Exercise inputs START

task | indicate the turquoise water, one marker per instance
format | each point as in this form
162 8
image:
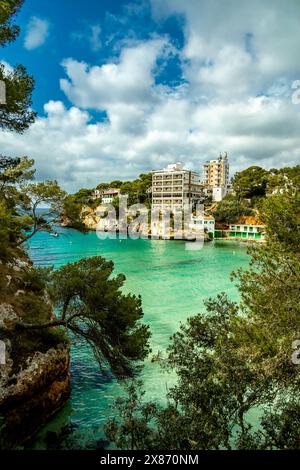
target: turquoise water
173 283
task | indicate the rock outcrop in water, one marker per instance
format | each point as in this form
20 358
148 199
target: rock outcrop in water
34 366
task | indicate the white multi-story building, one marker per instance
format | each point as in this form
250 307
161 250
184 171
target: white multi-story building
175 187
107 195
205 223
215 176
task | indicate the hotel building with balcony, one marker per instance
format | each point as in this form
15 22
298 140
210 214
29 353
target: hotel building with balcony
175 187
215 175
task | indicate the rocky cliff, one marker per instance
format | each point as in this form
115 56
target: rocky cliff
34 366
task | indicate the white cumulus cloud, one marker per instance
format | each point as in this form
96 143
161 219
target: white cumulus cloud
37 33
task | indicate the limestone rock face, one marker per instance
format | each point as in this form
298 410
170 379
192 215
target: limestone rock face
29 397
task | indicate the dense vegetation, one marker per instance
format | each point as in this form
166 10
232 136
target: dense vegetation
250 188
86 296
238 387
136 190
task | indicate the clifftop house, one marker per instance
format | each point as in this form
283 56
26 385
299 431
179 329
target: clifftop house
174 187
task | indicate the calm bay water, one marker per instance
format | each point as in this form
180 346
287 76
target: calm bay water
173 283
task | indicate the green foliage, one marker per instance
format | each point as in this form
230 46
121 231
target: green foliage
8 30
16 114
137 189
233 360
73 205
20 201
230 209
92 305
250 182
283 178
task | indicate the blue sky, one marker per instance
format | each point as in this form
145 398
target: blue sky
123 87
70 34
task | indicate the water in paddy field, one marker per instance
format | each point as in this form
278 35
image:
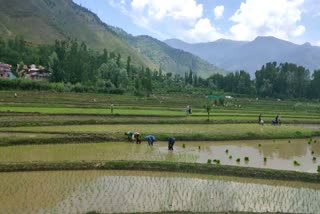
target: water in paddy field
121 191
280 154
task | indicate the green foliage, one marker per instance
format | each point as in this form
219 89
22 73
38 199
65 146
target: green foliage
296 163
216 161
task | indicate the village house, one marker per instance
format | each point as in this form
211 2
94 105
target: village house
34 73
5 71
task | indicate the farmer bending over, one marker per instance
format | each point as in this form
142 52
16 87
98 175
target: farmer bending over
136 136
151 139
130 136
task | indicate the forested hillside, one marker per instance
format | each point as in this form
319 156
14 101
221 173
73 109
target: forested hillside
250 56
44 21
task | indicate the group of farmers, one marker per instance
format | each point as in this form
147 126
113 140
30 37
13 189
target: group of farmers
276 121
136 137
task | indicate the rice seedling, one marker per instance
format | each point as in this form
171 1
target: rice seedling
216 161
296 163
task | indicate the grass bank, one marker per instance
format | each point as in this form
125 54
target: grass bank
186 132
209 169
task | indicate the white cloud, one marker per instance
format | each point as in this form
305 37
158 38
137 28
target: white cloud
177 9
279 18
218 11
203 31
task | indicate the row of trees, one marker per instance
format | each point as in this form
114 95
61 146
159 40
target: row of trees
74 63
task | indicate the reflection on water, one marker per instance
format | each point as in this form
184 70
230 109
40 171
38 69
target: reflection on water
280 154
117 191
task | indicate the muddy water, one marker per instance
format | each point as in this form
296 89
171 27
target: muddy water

Exercise inputs END
Exercise inputs START

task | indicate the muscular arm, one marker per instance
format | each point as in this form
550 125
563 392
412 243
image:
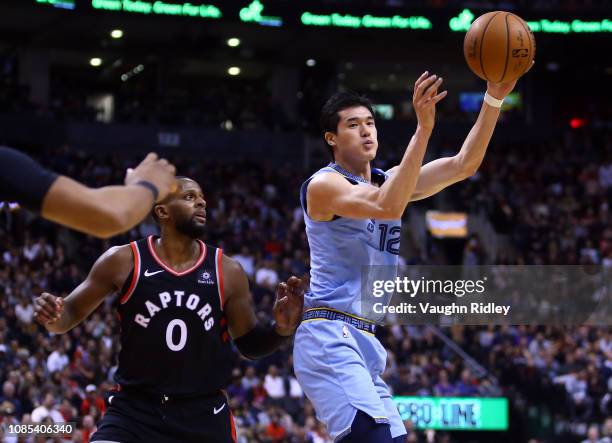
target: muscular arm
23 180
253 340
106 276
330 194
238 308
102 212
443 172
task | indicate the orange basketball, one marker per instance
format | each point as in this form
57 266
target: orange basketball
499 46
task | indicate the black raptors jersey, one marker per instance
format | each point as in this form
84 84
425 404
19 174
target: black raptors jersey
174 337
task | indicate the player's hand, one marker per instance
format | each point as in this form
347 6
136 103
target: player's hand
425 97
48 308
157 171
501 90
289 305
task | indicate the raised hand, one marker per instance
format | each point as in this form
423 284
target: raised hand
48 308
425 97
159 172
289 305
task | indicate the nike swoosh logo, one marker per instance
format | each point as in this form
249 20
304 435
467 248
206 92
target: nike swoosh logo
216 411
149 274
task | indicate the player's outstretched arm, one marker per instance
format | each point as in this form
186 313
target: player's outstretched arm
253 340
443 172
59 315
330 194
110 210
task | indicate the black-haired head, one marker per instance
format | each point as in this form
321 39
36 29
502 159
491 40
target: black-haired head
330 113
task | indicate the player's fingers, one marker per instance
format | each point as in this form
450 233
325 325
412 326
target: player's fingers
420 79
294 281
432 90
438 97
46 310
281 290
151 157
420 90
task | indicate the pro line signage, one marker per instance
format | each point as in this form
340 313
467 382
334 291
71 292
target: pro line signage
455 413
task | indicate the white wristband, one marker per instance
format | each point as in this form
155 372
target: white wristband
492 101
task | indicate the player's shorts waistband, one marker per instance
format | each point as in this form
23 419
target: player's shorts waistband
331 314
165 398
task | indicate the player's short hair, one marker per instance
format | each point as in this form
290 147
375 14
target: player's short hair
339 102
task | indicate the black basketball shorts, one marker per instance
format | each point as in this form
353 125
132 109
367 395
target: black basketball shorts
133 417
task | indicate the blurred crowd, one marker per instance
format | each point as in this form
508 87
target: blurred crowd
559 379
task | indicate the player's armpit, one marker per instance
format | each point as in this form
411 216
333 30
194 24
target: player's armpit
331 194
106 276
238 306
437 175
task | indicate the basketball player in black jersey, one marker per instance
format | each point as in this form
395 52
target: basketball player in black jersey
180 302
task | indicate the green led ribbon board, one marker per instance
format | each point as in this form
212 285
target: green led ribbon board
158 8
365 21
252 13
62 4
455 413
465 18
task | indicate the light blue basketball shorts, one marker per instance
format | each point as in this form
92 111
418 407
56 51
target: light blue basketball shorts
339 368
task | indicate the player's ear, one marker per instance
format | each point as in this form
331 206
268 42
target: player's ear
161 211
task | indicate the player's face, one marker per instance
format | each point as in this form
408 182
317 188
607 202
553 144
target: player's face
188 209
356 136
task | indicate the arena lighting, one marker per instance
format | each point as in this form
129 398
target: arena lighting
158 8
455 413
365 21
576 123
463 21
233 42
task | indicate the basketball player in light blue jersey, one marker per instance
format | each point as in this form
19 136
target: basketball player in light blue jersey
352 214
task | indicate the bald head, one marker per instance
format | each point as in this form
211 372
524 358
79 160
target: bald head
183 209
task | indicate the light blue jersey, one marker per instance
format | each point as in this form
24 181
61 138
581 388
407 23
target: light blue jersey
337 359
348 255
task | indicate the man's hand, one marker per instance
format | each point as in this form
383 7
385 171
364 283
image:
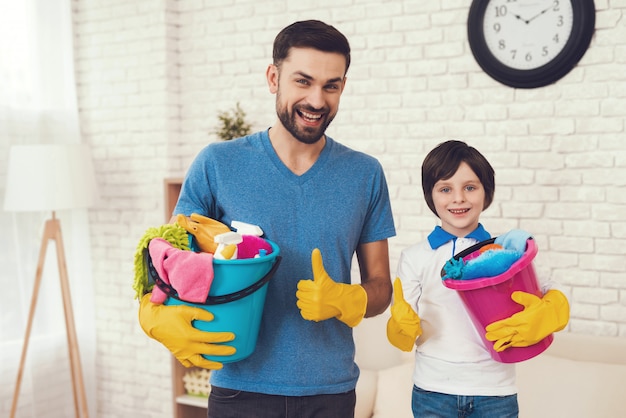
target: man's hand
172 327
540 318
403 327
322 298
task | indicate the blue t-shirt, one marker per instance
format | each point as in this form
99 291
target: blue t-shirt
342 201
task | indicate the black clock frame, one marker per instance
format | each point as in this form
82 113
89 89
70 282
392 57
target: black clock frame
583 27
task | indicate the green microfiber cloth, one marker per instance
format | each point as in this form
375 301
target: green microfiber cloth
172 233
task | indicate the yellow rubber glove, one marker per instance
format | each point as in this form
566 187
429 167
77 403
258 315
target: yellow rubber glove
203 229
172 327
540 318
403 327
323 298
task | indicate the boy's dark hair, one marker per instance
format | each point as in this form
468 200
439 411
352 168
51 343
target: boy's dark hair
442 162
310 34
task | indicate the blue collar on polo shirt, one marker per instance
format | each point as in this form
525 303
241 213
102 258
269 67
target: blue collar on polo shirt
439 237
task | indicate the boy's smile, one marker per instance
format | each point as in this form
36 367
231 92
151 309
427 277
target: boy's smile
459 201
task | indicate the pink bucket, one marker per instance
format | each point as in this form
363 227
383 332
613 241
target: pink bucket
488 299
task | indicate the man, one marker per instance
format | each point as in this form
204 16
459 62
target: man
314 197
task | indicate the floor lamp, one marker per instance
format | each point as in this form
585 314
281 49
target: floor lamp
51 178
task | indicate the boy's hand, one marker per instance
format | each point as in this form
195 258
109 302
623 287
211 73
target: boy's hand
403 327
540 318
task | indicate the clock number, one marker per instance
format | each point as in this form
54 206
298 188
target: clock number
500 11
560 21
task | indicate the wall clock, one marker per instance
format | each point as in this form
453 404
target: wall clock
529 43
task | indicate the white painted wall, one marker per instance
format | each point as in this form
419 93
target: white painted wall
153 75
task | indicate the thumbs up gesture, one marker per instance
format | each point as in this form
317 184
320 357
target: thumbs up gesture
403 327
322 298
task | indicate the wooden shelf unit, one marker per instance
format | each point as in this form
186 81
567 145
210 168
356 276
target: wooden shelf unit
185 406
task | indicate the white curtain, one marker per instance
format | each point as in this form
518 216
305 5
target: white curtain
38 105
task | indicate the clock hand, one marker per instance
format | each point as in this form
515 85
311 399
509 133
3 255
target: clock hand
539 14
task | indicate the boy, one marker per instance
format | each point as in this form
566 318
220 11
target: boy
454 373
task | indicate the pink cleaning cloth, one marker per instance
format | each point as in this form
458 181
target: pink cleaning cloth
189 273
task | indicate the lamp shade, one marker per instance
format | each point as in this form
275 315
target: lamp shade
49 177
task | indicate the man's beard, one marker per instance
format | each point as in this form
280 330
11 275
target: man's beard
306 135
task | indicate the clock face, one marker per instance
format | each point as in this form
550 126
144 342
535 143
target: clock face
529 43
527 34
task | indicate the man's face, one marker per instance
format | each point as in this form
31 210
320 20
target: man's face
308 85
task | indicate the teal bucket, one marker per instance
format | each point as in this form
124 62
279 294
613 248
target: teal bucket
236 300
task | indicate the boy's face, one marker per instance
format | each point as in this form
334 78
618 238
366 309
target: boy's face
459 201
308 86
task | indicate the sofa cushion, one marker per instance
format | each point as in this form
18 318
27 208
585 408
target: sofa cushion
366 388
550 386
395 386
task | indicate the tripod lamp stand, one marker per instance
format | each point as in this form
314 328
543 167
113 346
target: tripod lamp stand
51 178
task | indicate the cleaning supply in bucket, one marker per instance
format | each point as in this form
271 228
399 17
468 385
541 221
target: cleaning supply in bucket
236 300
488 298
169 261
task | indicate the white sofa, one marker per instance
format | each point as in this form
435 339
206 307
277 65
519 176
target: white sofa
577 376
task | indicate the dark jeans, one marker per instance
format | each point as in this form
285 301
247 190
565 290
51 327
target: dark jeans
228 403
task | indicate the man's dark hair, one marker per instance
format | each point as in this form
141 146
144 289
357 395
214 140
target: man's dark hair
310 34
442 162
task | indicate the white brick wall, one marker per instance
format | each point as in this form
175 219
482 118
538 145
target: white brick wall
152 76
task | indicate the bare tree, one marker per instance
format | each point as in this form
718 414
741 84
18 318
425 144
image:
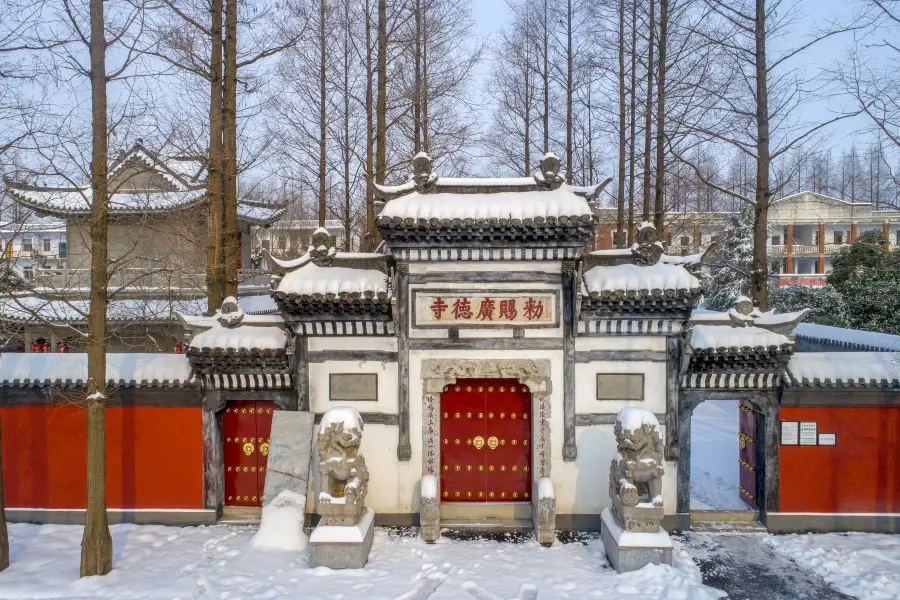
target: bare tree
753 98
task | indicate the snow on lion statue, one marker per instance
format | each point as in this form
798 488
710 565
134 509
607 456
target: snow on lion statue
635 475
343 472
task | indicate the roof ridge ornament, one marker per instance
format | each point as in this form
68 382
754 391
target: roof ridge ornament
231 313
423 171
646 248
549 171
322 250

Exercise inputs END
Exercise inputs START

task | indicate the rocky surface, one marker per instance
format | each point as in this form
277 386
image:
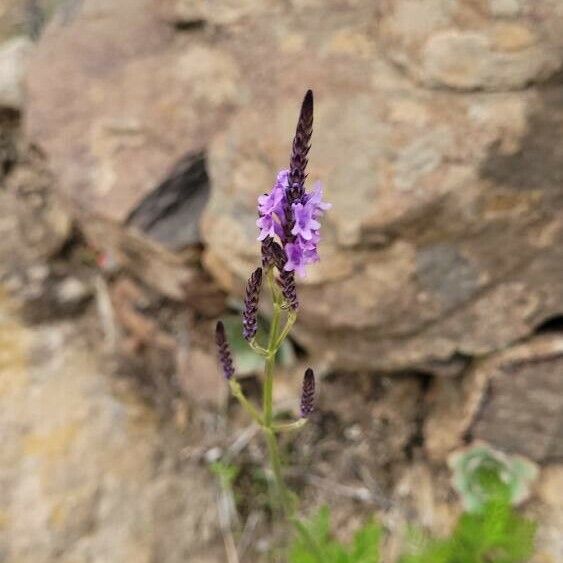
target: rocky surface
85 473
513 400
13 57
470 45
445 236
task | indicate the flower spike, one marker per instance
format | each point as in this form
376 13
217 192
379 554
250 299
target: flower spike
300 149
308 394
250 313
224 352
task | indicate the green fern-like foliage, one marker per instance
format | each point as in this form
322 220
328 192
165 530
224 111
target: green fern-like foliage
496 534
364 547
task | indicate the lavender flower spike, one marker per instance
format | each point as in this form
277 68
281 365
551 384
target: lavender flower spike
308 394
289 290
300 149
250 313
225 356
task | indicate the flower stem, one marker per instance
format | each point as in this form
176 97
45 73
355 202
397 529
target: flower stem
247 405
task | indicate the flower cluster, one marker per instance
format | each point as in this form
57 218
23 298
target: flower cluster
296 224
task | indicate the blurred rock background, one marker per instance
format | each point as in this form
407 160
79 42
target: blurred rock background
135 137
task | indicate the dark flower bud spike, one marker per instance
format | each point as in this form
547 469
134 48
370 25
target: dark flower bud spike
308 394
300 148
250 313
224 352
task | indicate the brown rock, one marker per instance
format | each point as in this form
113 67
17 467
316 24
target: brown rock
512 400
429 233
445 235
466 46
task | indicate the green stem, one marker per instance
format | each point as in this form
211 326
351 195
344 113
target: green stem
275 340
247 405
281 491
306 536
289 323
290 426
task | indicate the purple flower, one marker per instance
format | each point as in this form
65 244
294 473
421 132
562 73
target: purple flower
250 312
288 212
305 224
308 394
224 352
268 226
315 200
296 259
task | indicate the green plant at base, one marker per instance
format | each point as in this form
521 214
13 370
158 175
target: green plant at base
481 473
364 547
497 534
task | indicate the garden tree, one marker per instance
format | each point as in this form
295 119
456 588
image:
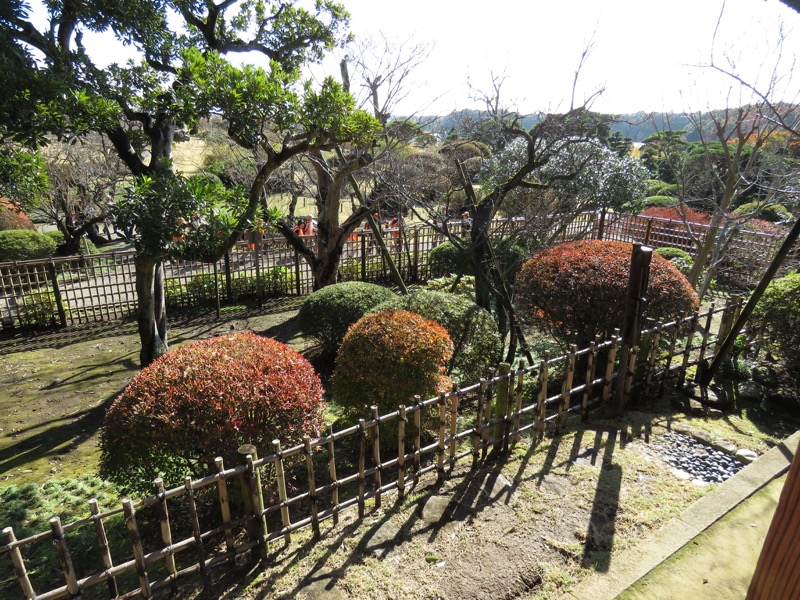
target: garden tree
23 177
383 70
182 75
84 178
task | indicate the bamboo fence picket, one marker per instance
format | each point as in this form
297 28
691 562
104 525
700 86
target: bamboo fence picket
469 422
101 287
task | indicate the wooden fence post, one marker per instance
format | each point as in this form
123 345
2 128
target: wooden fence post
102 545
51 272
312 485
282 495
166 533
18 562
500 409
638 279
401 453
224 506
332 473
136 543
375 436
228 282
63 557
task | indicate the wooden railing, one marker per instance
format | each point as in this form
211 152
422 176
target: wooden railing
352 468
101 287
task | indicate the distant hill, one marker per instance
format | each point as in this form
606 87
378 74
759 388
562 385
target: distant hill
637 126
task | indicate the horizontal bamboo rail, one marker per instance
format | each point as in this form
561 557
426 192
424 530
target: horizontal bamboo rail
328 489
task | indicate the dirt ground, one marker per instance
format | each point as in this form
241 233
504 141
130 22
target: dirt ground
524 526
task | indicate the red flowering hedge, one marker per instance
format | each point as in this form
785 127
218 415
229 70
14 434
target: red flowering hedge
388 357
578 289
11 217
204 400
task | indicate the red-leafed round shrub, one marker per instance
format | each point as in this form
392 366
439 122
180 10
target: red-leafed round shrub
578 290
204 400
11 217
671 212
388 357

Exercise inputs END

• **What you need to do**
The expected answer is each line of the records above that includes the string "muddy".

• **Result for this task**
task | indicate the muddy water, one marker per instance
target: muddy water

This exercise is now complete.